#### YOUR TASK:
Every line of the records below that holds the word "surface" should be copied out.

** Opening RECORDS PROVIDED block **

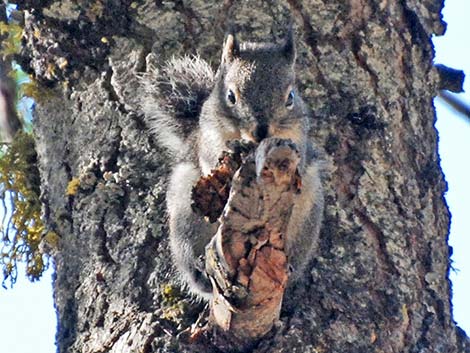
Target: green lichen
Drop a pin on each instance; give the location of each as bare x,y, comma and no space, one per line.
174,305
21,227
11,44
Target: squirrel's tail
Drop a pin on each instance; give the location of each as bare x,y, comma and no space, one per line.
173,98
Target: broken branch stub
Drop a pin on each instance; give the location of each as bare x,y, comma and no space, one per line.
246,259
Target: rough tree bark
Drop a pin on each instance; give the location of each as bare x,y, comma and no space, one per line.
379,281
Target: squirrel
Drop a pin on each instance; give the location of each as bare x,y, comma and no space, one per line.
194,112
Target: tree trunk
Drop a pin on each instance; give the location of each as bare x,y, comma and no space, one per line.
379,280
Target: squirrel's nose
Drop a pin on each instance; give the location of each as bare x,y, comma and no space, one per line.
260,132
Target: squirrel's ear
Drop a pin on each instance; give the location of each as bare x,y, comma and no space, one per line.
231,49
289,45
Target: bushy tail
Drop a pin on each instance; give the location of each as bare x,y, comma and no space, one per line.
173,98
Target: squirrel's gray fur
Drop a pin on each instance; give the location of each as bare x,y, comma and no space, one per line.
194,112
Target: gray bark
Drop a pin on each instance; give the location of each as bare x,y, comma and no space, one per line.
379,281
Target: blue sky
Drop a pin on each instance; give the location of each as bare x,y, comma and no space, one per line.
27,317
453,50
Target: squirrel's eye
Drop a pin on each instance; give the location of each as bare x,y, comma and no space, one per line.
231,97
290,100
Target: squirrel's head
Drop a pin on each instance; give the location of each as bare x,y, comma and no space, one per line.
256,89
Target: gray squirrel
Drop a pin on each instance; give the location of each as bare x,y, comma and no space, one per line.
194,112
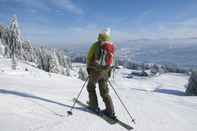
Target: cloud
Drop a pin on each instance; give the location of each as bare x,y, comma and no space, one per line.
43,5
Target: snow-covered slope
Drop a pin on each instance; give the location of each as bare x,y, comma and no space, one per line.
35,100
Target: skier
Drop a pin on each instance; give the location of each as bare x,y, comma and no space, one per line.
99,66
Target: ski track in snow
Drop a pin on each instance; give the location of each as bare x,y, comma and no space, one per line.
35,100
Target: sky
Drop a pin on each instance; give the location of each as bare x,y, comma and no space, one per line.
72,22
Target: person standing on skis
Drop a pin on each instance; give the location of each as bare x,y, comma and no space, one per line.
99,65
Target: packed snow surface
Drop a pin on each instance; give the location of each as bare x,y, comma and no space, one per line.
34,100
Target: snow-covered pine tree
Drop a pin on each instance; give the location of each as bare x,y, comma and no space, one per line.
28,52
54,65
15,38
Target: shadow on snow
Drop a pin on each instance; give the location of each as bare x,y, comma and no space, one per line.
170,92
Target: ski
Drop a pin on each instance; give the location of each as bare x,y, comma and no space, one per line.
103,116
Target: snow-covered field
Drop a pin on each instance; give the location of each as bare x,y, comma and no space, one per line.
35,100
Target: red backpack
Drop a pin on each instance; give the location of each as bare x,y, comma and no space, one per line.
107,54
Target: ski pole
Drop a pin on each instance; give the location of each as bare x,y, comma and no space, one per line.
132,119
70,111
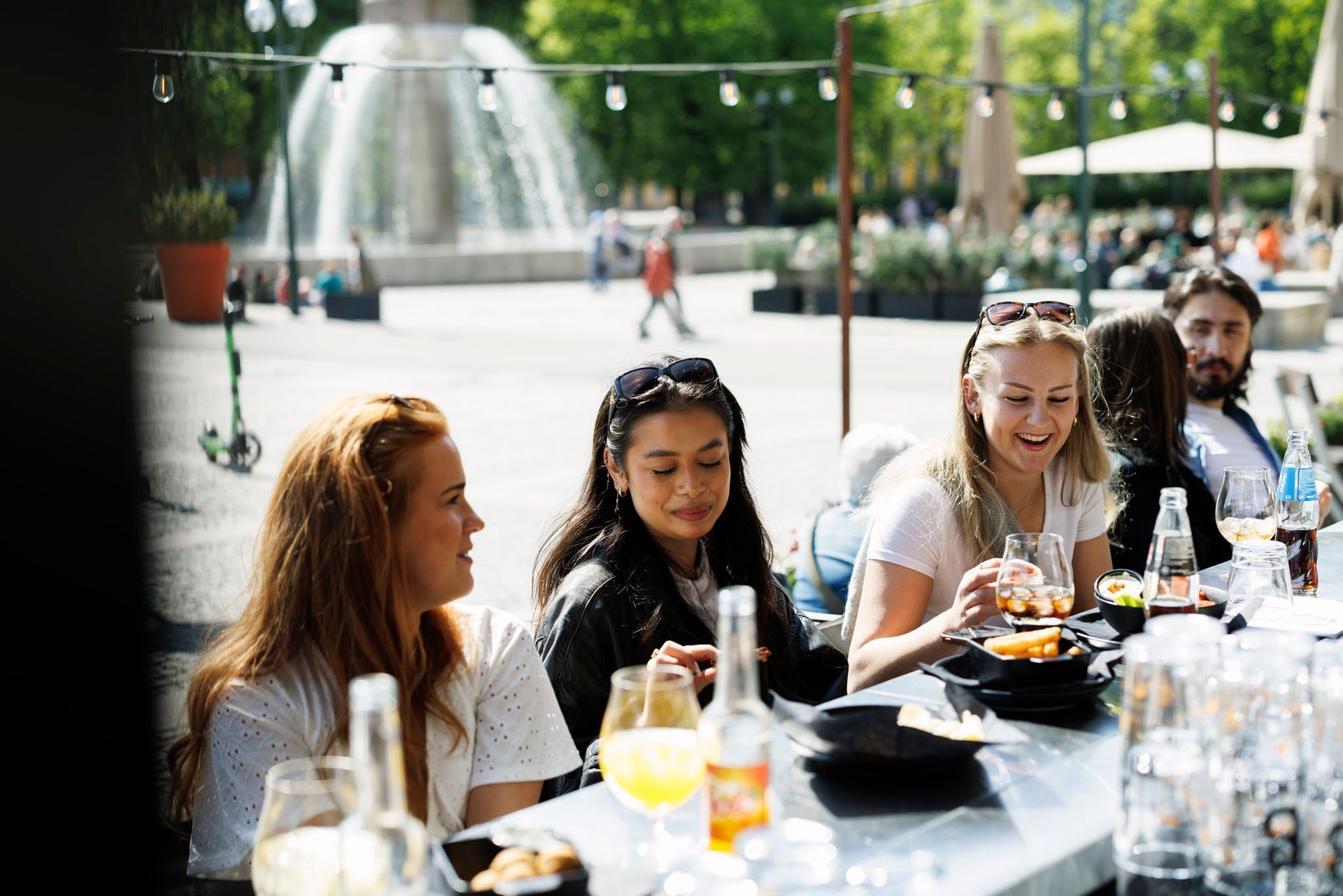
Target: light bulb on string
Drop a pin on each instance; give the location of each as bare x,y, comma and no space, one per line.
300,14
616,96
826,85
1119,105
337,89
906,96
488,97
1055,108
260,15
985,105
162,86
728,90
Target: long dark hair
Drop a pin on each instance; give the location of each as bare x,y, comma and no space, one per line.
602,525
1142,381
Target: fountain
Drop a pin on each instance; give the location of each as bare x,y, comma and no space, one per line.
415,166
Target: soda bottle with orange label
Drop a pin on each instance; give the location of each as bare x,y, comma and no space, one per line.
735,726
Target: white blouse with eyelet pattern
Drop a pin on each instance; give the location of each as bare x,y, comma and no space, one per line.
503,697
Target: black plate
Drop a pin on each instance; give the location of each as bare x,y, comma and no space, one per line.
1041,699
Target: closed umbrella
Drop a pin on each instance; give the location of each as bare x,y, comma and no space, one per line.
1319,182
990,191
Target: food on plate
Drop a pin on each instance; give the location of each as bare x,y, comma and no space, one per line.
1122,590
516,862
1025,643
970,727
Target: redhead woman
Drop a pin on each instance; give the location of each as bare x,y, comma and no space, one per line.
664,520
1025,456
366,544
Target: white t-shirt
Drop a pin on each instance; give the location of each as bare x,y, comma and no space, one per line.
915,528
1225,442
503,697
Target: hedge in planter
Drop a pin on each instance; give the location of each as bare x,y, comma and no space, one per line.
188,229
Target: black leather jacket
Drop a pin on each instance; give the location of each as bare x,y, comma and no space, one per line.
588,632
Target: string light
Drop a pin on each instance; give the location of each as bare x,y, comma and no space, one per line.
616,96
1055,108
337,92
488,97
985,105
906,96
1119,105
728,92
826,85
162,86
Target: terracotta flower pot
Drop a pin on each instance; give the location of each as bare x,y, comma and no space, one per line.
194,277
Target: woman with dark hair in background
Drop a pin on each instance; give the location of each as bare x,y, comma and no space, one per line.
664,520
1142,381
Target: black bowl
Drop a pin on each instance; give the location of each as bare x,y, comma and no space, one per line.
1123,620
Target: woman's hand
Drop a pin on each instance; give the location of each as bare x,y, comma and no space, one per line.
976,598
700,659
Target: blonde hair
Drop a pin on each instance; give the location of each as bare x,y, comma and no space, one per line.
331,575
960,462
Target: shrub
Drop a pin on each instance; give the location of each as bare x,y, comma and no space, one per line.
188,217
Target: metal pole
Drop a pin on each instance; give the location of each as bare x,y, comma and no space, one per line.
844,287
283,84
1214,183
1084,197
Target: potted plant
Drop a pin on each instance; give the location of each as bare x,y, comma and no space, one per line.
188,230
772,253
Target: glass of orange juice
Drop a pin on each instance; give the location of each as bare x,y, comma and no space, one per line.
651,751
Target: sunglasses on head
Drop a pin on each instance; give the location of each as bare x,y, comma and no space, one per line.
641,379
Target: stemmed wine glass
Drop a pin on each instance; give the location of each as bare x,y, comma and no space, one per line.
651,751
297,848
1246,509
1036,581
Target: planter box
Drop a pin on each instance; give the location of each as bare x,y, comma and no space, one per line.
919,306
786,300
959,306
194,277
353,306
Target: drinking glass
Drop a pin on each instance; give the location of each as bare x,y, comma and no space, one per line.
651,751
297,846
1246,509
1036,581
1259,585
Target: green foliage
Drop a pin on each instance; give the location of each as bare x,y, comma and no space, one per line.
188,217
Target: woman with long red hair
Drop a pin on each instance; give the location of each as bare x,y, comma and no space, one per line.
366,541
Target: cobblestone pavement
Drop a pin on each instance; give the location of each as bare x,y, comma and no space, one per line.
520,371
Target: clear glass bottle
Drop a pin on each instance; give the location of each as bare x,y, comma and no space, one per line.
1299,513
385,849
735,728
1170,581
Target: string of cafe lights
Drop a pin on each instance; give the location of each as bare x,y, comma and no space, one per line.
730,90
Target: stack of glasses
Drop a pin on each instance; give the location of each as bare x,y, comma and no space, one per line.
1233,762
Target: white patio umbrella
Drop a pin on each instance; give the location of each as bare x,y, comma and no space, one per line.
1318,188
1182,147
990,191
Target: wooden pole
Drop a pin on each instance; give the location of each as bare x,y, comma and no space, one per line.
844,285
1214,175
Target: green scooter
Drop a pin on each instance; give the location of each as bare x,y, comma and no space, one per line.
242,449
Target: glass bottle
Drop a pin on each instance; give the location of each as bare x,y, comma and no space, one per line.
735,728
1299,513
1170,582
385,849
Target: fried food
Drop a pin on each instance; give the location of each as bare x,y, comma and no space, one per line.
1025,643
970,727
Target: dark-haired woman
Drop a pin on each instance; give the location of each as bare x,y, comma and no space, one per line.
664,520
1142,378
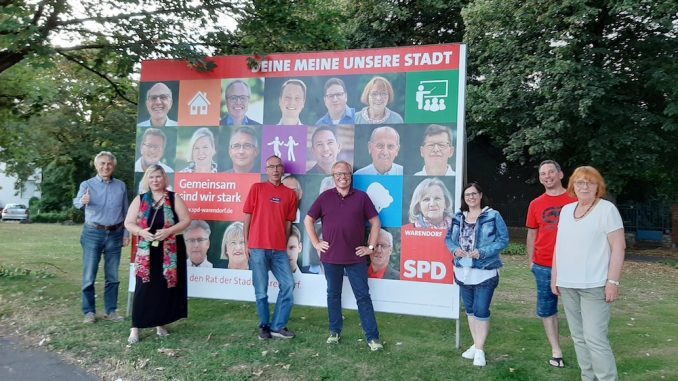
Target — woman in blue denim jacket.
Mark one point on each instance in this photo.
(477, 236)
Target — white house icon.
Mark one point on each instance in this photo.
(199, 103)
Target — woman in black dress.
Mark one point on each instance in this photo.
(157, 217)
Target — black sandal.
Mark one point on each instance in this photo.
(557, 362)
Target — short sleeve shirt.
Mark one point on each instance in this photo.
(271, 206)
(343, 223)
(543, 215)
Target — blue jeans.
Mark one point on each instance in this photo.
(95, 243)
(357, 276)
(261, 261)
(477, 297)
(547, 301)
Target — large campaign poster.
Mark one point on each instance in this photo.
(395, 114)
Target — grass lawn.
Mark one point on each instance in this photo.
(40, 274)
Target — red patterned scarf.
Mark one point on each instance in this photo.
(143, 257)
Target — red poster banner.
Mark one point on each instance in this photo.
(215, 196)
(424, 256)
(368, 61)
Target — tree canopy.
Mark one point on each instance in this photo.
(584, 82)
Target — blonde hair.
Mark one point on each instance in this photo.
(587, 173)
(236, 228)
(152, 168)
(420, 191)
(203, 132)
(373, 82)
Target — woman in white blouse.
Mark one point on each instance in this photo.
(587, 265)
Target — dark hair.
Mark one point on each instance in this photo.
(464, 205)
(555, 164)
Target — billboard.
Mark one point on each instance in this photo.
(395, 114)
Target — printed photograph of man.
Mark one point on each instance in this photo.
(383, 147)
(292, 100)
(335, 98)
(325, 148)
(437, 149)
(243, 149)
(158, 105)
(233, 247)
(237, 98)
(197, 237)
(380, 258)
(294, 184)
(294, 248)
(152, 150)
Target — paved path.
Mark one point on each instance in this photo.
(20, 363)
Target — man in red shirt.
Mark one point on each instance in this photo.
(343, 211)
(269, 210)
(542, 226)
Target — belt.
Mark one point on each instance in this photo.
(115, 227)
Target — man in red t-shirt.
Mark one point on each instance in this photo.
(269, 210)
(542, 227)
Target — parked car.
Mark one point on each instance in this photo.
(17, 212)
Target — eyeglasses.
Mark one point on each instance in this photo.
(161, 97)
(238, 146)
(377, 94)
(152, 146)
(585, 183)
(238, 98)
(389, 147)
(335, 96)
(438, 146)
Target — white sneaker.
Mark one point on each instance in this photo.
(470, 353)
(479, 358)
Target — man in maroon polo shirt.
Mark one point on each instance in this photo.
(343, 212)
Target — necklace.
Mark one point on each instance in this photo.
(574, 212)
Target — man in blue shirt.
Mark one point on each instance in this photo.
(105, 202)
(335, 101)
(237, 98)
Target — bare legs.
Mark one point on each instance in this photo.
(551, 329)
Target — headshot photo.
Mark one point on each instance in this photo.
(152, 149)
(293, 183)
(292, 100)
(431, 205)
(158, 102)
(243, 151)
(197, 238)
(233, 247)
(437, 151)
(324, 149)
(335, 97)
(383, 147)
(200, 152)
(384, 264)
(240, 106)
(377, 95)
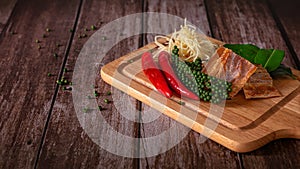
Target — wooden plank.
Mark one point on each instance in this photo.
(236, 22)
(279, 120)
(6, 8)
(286, 14)
(67, 143)
(26, 90)
(191, 152)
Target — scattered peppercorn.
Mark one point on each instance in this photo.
(106, 101)
(85, 110)
(96, 94)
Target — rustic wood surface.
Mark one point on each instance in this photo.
(38, 125)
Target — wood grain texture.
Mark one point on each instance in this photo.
(191, 152)
(287, 13)
(236, 22)
(241, 125)
(66, 144)
(26, 90)
(6, 8)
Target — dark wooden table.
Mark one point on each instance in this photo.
(38, 124)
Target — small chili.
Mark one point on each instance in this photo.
(155, 76)
(172, 79)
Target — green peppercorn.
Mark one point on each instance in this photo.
(106, 101)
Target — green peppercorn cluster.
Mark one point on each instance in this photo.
(208, 88)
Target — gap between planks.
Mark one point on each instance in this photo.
(69, 44)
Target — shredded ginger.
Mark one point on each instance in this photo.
(191, 45)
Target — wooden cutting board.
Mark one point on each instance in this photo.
(240, 125)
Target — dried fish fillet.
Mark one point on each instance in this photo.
(260, 85)
(227, 65)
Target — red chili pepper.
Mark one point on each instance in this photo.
(171, 77)
(155, 76)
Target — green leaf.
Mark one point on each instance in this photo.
(270, 59)
(247, 51)
(281, 71)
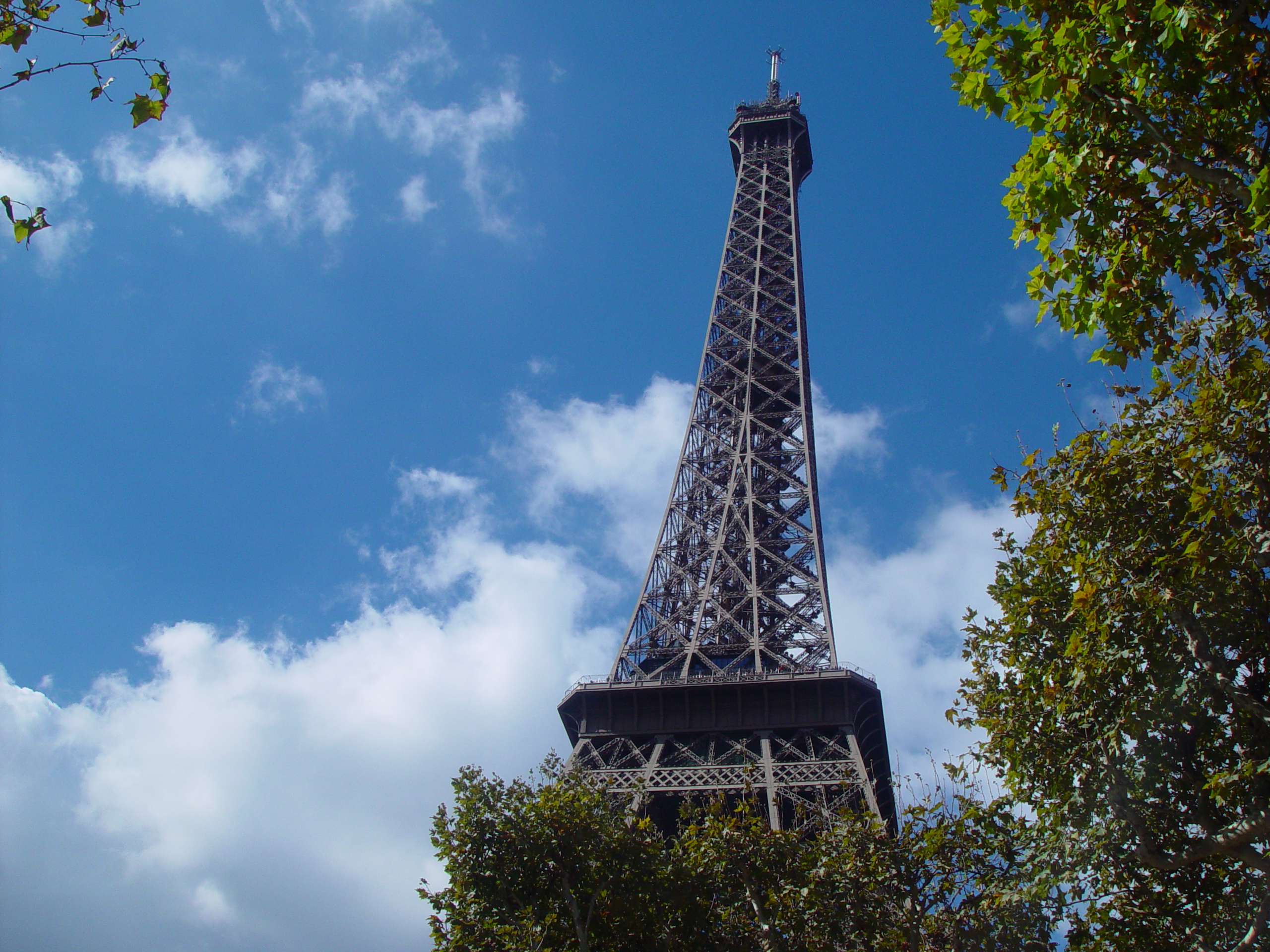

** Closing RECORDS PROVIDED block **

#### WRITTEN ANSWER:
Target: packed snow surface
Target — rustic wood surface.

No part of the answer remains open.